### TO BE DONE
All of the records below should be output exactly.

Excerpts of location labeling data
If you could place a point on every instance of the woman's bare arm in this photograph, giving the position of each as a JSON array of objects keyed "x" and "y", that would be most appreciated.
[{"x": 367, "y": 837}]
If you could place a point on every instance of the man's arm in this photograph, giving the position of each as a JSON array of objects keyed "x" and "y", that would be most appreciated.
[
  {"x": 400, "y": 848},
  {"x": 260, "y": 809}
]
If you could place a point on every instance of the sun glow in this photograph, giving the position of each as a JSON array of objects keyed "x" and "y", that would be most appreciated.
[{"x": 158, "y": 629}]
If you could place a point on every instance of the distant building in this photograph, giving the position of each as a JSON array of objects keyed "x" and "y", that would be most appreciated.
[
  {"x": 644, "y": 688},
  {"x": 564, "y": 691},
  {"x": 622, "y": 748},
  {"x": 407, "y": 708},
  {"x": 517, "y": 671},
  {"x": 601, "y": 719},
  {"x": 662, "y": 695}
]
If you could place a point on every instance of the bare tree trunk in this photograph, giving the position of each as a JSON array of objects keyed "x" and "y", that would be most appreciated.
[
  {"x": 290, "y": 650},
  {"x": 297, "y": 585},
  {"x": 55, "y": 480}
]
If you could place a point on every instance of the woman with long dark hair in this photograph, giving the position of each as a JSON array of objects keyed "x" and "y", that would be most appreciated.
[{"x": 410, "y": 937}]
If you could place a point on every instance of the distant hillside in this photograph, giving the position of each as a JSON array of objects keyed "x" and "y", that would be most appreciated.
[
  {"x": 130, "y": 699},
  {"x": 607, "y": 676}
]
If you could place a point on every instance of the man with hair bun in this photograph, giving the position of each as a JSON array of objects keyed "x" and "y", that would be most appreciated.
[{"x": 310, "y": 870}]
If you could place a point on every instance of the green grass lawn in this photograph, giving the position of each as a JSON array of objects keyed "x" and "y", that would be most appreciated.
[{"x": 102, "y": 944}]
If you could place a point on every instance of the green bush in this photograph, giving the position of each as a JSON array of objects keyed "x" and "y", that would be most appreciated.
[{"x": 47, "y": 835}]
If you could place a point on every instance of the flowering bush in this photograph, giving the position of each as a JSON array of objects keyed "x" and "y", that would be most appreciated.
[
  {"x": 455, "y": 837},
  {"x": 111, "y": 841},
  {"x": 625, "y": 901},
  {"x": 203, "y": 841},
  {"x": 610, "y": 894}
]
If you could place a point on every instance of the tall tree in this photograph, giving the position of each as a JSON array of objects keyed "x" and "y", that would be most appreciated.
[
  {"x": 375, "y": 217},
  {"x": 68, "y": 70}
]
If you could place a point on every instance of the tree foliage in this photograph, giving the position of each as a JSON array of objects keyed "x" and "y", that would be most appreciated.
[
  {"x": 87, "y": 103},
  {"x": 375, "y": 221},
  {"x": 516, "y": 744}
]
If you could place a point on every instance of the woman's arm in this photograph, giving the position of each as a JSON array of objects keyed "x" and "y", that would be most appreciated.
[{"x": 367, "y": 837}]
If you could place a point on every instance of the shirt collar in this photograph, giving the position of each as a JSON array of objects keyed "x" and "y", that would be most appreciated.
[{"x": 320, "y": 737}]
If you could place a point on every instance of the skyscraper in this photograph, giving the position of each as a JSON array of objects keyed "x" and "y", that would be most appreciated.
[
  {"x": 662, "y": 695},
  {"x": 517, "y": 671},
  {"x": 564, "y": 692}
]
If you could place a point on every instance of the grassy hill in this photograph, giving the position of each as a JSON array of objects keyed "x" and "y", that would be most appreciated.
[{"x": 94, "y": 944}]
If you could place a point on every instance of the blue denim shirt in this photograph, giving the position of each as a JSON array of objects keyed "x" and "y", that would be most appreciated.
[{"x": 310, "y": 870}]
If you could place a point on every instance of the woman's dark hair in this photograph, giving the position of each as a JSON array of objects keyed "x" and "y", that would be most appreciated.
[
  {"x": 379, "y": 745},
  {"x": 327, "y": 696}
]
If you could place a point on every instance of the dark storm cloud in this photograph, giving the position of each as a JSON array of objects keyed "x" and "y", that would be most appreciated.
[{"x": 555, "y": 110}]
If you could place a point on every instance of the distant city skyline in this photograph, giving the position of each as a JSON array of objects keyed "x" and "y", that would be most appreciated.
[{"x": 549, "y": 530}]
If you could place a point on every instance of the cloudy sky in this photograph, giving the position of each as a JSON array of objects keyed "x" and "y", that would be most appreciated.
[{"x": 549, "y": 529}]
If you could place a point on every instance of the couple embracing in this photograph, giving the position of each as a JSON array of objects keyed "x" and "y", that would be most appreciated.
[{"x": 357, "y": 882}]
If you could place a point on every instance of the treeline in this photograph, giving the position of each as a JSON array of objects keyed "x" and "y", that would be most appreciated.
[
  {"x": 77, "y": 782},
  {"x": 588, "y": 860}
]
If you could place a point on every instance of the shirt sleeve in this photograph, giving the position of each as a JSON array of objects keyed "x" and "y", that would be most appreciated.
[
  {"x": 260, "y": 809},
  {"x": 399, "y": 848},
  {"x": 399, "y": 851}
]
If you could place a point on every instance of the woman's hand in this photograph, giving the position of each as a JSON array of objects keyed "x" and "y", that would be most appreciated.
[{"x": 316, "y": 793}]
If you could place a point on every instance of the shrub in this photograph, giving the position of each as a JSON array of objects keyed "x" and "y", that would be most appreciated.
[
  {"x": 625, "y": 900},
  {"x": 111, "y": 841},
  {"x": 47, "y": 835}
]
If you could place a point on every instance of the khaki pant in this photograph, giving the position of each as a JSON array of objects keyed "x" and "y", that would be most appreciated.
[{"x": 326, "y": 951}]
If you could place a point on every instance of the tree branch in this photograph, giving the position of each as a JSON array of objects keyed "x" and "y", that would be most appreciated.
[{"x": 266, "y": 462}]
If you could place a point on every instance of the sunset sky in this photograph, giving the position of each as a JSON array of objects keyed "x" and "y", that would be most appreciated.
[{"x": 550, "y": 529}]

### WORKED ANSWER
If you could place a point on every instance of the woman's bare arm in this photograph, giving the position of each as a JSON array of objects keyed "x" and "y", that would be most appreciated.
[{"x": 367, "y": 837}]
If you could place a point on every instance of the man's arm in this photograph, giving the position of each as a JSON array of objects keyed "x" and "y", that would be most appreciated.
[
  {"x": 400, "y": 848},
  {"x": 260, "y": 809}
]
If you could place a point on every instance of the sun glow in this photograph, giving the position of each as a JSON array of objects keyed "x" and "y", that would be most appreciated.
[{"x": 158, "y": 629}]
If you could place a point on every instance of the distant building in this photograph, giving the position of each as a JSON array of objects keyed "x" and "y", that would be most appreciated.
[
  {"x": 644, "y": 688},
  {"x": 564, "y": 691},
  {"x": 622, "y": 748},
  {"x": 407, "y": 708},
  {"x": 517, "y": 671},
  {"x": 601, "y": 719},
  {"x": 662, "y": 695}
]
If you could place a point on every instance of the bare tree trunk in this photograph, giving the position of each as a JSON array of objects keyed "x" and "y", that would be most appreciated.
[
  {"x": 290, "y": 650},
  {"x": 297, "y": 585},
  {"x": 55, "y": 480}
]
If you could place a point on every instance of the woman with long dark hair in this photograph, giving the position of each as a JSON array of objects keyed "x" and "y", that would be most appreciated.
[{"x": 410, "y": 937}]
If you could place a point on every instance of the distant hillside in this photograph, giving the position of each as a JSON array of objects keyed "x" and "y", that would be most appreciated.
[
  {"x": 130, "y": 699},
  {"x": 607, "y": 676}
]
If you could place a point on every instance of the man with hair bun in this photograph, giving the position of each as a JSON array of objects keyed "x" and "y", that would be most appreciated.
[{"x": 310, "y": 870}]
If you could place a point on every instance of the green grass lawn in this photograph, giving the position of each as a JSON array of objects keyed "x" and "y", that would be most appreciated.
[{"x": 102, "y": 944}]
If you could place a point on every instance of the green bush in this photograph, giving the position of each as a JSON array of objects keyed "x" and "y", that would be most appreciated.
[{"x": 47, "y": 835}]
If you could place a point on every instance of the flowering bush in this photograph, giving the position of each as a JSON array of objects keyed "x" and "y", that would be most appreciated.
[
  {"x": 455, "y": 837},
  {"x": 111, "y": 841},
  {"x": 625, "y": 901},
  {"x": 203, "y": 841},
  {"x": 610, "y": 894}
]
If you could place a point on every instance of the tall tree in this photograph, giving the position of each as a JSON array of objects keyed "x" and "y", that would be most appreciated.
[
  {"x": 375, "y": 217},
  {"x": 68, "y": 70}
]
If you could place a point on every instance of the tree foliage in this photograph, giving the position of each as a JSON array of objects keyed "x" and "y", that would be most appreciated.
[
  {"x": 87, "y": 103},
  {"x": 375, "y": 221},
  {"x": 516, "y": 744}
]
If you could place a point on every instance of the woman's arm in this photograph, giving the position of each as a JSON array of objects keyed "x" and "y", that would be most appreciated.
[{"x": 367, "y": 837}]
If you could place a point on every instance of the shirt collar in this photograph, giving the position of each as a JSON array of objects keyed "x" and "y", that would be most appreciated.
[{"x": 320, "y": 737}]
If you could place a point on every instance of the skyscraper in this photograph, giving the position of each as a JSON array of objects keyed "x" and "y", that would be most appreciated.
[
  {"x": 662, "y": 695},
  {"x": 517, "y": 671},
  {"x": 564, "y": 692}
]
If you could place a point on every instance of the grassy hill in this photograph, giving the position of each as a JSON array of objects keyed "x" and "y", that would be most appreciated.
[{"x": 94, "y": 944}]
If you could place a point on every instance of the blue denim shirt in this photograph, giving the position of each as a JSON array of objects keyed "x" and "y", that would be most appreciated.
[{"x": 310, "y": 870}]
If you could place a point on every instance of the woman's dark hair in this photograph, giving the position of each as a JSON array of objects keyed "x" and "y", that would be most appreciated.
[
  {"x": 379, "y": 745},
  {"x": 327, "y": 696}
]
If you could place a point on every instance of the dark storm cloud in this photograph, giving the position of each as a JSON array of objects keyed "x" and "y", that would be most appreciated.
[{"x": 555, "y": 110}]
If you could place a point on every instance of the distant city skyline in this photograph, giving the position of each as a JSON array of objects keyed "x" and "y", that would be most appreciated.
[{"x": 549, "y": 530}]
If you could place a point on every instance of the cloudy sky in this photograph, giving the position of each as a JSON array of objects keyed "x" and "y", that would be most appreciated.
[{"x": 549, "y": 529}]
If you could place a point on every instance of the couple embracing in this photograph, giving the position of each as a JSON array of objects keyed "x" and "y", that would be most appreciated.
[{"x": 357, "y": 882}]
If you could place a point on every instance of the treeline in this photograph, giving the position of each as a JSON array of objects keyed "x" and "y", that would be most appreciated.
[
  {"x": 77, "y": 782},
  {"x": 588, "y": 860}
]
If you could place a point on every instance of the shirt sleeve in this photograph, giving the position of each as a JSON array of objects keyed "x" and "y", that would be most appreciated.
[
  {"x": 260, "y": 809},
  {"x": 399, "y": 848},
  {"x": 399, "y": 851}
]
If you could place a point on every instance of the woman's hand in this photograph, giving the position of each as a JSON array of objects keyed "x" and "y", that would be most appreciated.
[{"x": 316, "y": 793}]
If you could place a point on every instance of the shrub in this photograph, giving the position of each as a JSON array of objects keyed "x" and "y", that would be most appreciated.
[
  {"x": 625, "y": 900},
  {"x": 111, "y": 841},
  {"x": 47, "y": 835}
]
If you could place a point on every instance of the khaki pant in this photograph, giving the position of each as a JSON array of objects keyed "x" and "y", that would be most appreciated.
[{"x": 326, "y": 951}]
If you could place a point on every instance of the tree branch in this photograph, giving the position of each as a JSON array of objects keyed "x" and "y", that would be most appreciated.
[{"x": 266, "y": 462}]
If you could place a point on every instance of the sunset sky in this photograph, giving the position of each as a JSON array of objects keyed "x" and "y", that would be most appreciated.
[{"x": 550, "y": 529}]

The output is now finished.